__Written tasks__.
#1 According to the mercury passage, how many tons of mercury do power plant smokestacks release into the air each year?
#2 Write what comes next in the mercury passage, picking up right after its final sentence.

--- start of Quoted text ---

Nowadays, people are exposed to mercury primarily through eating fish-- especially big predator fish like tuna and swordfish. Did you ever think a pregnant or nursing mom would have to worry about eating a tunafish sandwich? Well, it turns out that one in six women of childbearing age in the U.S. have been exposed to mercury in amounts that threaten the health of their children, according to EPA. And forty-four states and territories have posted mercury advisories warning people to limit or avoid consumption of fish from more than 12 million acres of lakes and 400,000 miles of rivers.

So where is all this mercury coming from? The primary culprit is power plant smokestacks, which spew nearly 50 tons of mercury into our air each year.

Enforce Our Clean Air Laws

In the long term, we could completely eliminate these emissions by shifting our nation's energy production from coal-burning power plants to renewables like wind and solar.

--- end of Quoted text ---
--- start of Raw data ---

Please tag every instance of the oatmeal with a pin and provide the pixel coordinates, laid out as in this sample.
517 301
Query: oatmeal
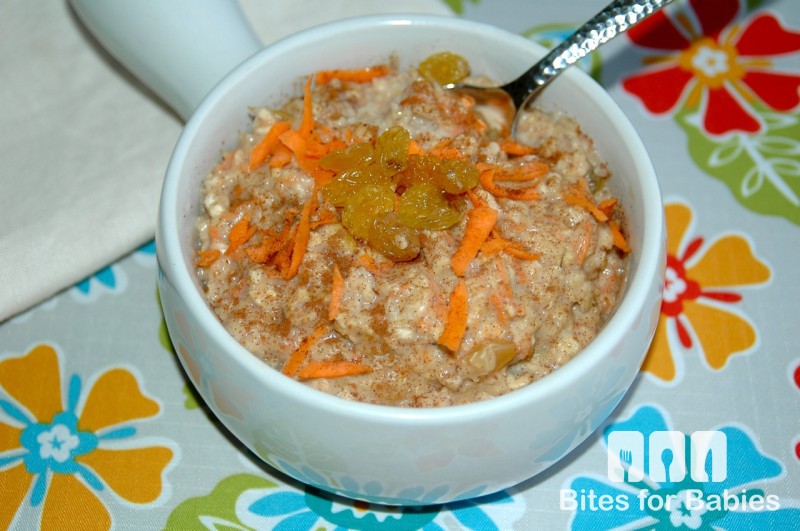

--- end of Raw data ---

__Expected answers__.
#1 Nearly 50 tons.

#2
But there's also a short-term solution that gets us 90 percent of the way there - enforcing the Clean Air Act that Environmental Action and other activists helped pass more than 30 years ago. Under the Clean Air Act, facilities emitting hazardous substances--like mercury--are required to adopt available pollution controls within three years. Under this standard, power plants should be using existing technologies to reduce their mercury emissions by at least 90 percent by 2008. But they're not.